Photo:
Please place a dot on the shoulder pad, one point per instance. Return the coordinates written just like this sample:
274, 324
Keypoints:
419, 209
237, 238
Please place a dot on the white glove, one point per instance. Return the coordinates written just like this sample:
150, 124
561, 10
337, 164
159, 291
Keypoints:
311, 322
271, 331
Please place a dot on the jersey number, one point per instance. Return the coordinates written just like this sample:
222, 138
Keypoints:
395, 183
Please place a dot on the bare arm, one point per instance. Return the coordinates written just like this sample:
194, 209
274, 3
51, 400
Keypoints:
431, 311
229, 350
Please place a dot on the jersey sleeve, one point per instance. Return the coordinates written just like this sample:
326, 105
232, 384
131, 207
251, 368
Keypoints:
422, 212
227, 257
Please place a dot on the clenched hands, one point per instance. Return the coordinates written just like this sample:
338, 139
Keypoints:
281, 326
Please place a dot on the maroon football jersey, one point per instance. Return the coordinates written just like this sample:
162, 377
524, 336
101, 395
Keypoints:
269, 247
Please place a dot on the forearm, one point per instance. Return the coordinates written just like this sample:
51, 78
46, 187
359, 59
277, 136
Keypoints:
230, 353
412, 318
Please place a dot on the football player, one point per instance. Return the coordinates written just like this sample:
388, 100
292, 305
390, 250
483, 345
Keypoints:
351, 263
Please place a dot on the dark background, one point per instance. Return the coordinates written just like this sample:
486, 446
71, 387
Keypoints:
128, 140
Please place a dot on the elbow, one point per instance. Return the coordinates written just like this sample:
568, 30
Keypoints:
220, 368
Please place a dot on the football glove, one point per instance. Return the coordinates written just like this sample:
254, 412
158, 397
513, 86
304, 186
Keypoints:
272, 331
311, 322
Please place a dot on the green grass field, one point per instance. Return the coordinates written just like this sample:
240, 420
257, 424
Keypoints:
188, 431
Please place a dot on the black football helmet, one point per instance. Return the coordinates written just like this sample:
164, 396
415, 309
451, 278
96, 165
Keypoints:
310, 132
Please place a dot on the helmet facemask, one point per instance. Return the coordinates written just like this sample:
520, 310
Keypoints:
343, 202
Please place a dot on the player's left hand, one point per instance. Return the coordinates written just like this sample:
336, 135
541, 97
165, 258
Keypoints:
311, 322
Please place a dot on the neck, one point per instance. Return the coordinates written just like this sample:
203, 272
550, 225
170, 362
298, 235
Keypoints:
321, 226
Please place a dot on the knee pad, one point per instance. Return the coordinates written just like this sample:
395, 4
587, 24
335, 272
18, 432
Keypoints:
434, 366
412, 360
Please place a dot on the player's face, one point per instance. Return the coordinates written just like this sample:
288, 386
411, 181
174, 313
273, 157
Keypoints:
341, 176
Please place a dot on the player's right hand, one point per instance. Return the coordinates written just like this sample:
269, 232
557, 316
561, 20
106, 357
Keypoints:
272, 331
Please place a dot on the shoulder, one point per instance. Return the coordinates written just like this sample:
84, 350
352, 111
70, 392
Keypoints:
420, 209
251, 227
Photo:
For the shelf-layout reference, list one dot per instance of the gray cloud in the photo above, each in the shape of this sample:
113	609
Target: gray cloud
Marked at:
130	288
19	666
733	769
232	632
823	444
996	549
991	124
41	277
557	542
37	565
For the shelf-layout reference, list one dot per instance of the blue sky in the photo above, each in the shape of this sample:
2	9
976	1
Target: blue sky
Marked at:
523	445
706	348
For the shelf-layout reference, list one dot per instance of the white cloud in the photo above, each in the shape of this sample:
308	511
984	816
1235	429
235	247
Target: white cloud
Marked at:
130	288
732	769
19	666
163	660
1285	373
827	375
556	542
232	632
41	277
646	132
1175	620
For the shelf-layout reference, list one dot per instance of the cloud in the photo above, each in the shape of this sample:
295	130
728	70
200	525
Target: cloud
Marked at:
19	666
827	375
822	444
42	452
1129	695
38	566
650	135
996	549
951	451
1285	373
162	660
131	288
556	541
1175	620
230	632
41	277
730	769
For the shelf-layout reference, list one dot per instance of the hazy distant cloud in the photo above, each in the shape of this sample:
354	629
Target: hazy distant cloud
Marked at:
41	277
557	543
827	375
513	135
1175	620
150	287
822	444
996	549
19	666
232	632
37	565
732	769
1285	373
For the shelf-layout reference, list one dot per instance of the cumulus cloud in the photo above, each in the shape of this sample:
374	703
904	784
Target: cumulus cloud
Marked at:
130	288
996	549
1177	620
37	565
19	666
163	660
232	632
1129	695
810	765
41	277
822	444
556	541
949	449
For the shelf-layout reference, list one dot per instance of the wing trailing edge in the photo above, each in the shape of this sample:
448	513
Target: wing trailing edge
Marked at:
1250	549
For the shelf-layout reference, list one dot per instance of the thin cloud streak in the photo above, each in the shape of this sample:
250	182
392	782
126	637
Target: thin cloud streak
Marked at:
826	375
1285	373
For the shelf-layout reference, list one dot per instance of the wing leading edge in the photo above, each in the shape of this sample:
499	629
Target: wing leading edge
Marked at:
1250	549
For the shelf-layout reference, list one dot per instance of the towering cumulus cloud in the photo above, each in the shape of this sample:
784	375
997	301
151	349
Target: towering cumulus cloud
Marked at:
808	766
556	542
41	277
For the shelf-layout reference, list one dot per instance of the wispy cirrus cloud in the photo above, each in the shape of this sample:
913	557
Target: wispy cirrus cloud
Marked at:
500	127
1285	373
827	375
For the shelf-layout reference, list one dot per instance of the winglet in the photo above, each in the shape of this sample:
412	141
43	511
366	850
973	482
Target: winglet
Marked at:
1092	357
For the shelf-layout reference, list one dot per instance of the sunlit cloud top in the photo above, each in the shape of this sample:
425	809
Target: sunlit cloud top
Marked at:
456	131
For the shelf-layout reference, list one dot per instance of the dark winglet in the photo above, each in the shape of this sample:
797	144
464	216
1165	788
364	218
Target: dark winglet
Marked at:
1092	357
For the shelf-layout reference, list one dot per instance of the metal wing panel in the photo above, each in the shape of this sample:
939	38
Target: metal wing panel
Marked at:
:::::
→ **EXERCISE GOAL**
Copy each line of the data exactly, please.

→ **TASK OUTPUT**
Photo:
Please place a dot on the shoulder pad, one point per instance. Return the coordinates written just like this sample:
274, 324
Keypoints:
419, 209
237, 238
Please place a dot on the white glove, one point per instance. Return the coordinates written just like this sample:
150, 124
561, 10
337, 164
159, 291
Keypoints:
311, 322
271, 331
Please place a dot on the jersey number, one point per instance. Return the coordinates written just like this sample:
222, 138
Keypoints:
395, 183
Please place a dot on the bare arm, one point per instance. Return the coordinates written just like this sample:
194, 209
274, 3
51, 400
Keypoints:
431, 311
229, 350
Please place a dot on the jersey sleeve, one point per instance. Return the coordinates written just like this sample:
326, 105
232, 384
131, 207
251, 368
Keypoints:
422, 212
227, 257
Please place a dot on the clenched hands, one point per instance. Return the coordinates written just like this sample:
338, 139
Keypoints:
281, 326
Please place a dot on the maroon football jersey, one point per instance. Return the coordinates written just like this sample:
162, 377
524, 336
101, 395
Keypoints:
269, 247
Please place a dot on the forearm, one point per instance. Return the coordinates written just like this sample:
51, 78
46, 187
359, 59
277, 136
Keypoints:
230, 353
412, 318
Please place a dot on the football player, one point per instance. Return the coordinates written just like this sample:
388, 100
292, 305
390, 250
483, 345
Keypoints:
351, 263
Please place a dot on the dark background, one point per instance. Return the coordinates written just like this sample:
486, 446
71, 387
Keypoints:
128, 140
Please place a dot on the elbow, one point per instance. Return the coordinates written just like this sample:
568, 30
Keypoints:
220, 368
Please place a dot on the football glove, one point per instance. Return the coordinates written just like this sample:
254, 412
158, 397
513, 86
304, 186
Keypoints:
272, 331
311, 322
Please place a dot on the green grass field, one point per instance. Return the coordinates written just like this sample:
240, 420
257, 424
Keypoints:
188, 431
Please place a dot on the black football helmet, one point per instance. Return the coordinates written just like this sample:
164, 396
415, 309
451, 278
96, 165
Keypoints:
310, 132
Please place a dot on the helmet facemask, one point per instance. Return the coordinates written just like this sample:
520, 310
Keypoints:
343, 202
Please place a dot on the player's left hand, one point per instance. Return the coordinates written just like this sample:
336, 135
541, 97
165, 258
Keypoints:
311, 322
Please place a dot on the neck, one point per instance. Return the coordinates written just like this sample:
203, 272
550, 225
170, 362
298, 235
Keypoints:
321, 226
Please place a dot on the knee pad, one point per instance. Return the coordinates written just like this sample:
395, 4
587, 24
335, 272
18, 432
Keypoints:
434, 366
412, 360
Please place a dot on the player's face, one point per instance. Return the coordinates written just like this sample:
288, 386
411, 181
174, 313
273, 157
Keypoints:
341, 176
Please place a dot on the player's right hand, one point per instance. Return the coordinates written just like this sample:
269, 232
557, 316
561, 20
106, 357
Keypoints:
272, 331
Please place a dot on the shoulder, one point per instance. Return the coordinates written just like this sample:
84, 350
352, 111
70, 392
Keypoints:
420, 209
251, 227
Photo:
For the shelf-layout reference, list one dot per instance of the gray cloud in the photo above, each in the shape of this sample:
113	609
Target: gray cloud
Marked at:
130	288
19	666
733	769
232	632
823	444
996	549
991	124
41	277
557	542
37	565
For the shelf-layout reference, list one dot per instance of the blue sky in the photo above, each in the shape of this sample:
2	9
976	1
Target: blue sky
Marked at:
523	445
706	348
For the shelf-layout reference, list one dot per instance of the white cloud in the photo above, each in the shape of this sample:
308	511
984	816
1235	429
235	247
Target: white cloud
Marked at:
130	288
732	769
19	666
163	660
1285	373
827	375
556	542
232	632
41	277
646	132
1175	620
For the shelf-layout reference, list one dot per instance of the cloud in the photo above, each in the shape of this sample:
295	130
728	70
200	525
Target: cloud
Marked at:
19	666
827	375
822	444
42	452
1129	695
38	566
650	135
996	549
951	451
1285	373
162	660
131	288
556	541
1175	620
230	632
41	277
730	769
For the shelf-layout reference, list one dot per instance of the hazy distant cloud in the photo above, each in the shape of this sample:
354	629
Target: hazy distant cloud
Marked at:
41	277
557	543
827	375
513	135
1175	620
150	287
822	444
996	549
19	666
232	632
37	565
732	769
1285	373
For the shelf-layout reference, list one dot per instance of the cumulus cloud in the photo above, each in the shape of this sample:
374	703
904	784
Target: cumulus cloud
Marked at:
130	288
996	549
1177	620
37	565
19	666
163	660
232	632
1129	695
810	765
41	277
822	444
556	541
949	449
For the shelf-layout reference, list one dot per instance of the wing trailing edge in the photo above, each in the shape of this sample:
448	513
Target: wing trailing edge
Marked at:
1250	549
For the shelf-layout reference, list one dot per instance of the thin cloud streak in the photo above, each in the shape of this sample:
250	182
392	782
126	637
Target: thin cloud streak
Marked at:
826	375
1285	373
For the shelf-layout reference, list one dot per instance of the wing leading edge in the photo above, each in the shape of this sample:
499	629
Target: wing leading edge
Marked at:
1250	549
For the shelf-layout reference, list one dot per instance of the towering cumulus cloud in the photo above, each in the shape of this sample:
784	375
997	301
151	349
Target: towering cumulus cloud
Marked at:
808	766
556	542
41	277
For the shelf-layout reference, list one dot per instance of the wispy cirrus cloud in the photo above, each in the shape of this sample:
913	557
Target: wispy cirrus cloud
Marked at:
500	127
1285	373
827	375
For the shelf-layout reference, list one dot per instance of the winglet in the photo above, each in the shape of this sample:
412	141
43	511
366	850
973	482
Target: winglet
Marked at:
1092	357
For the shelf-layout reference, list one dot per instance of the sunlit cloud top in the photo above, each in the shape of this sample:
425	809
Target: sunlit cloud top
Marked at:
456	131
For the shelf-layout reference, list one dot per instance of the dark winglet in the photo above, each in the shape of this sample:
797	144
464	216
1165	788
364	218
Target: dark winglet
Marked at:
1092	357
For the shelf-layout reference, list one dot per instance of the metal wing panel in the photo above, each in the shape of this sample:
939	38
Target: metal wing panel
Marked at:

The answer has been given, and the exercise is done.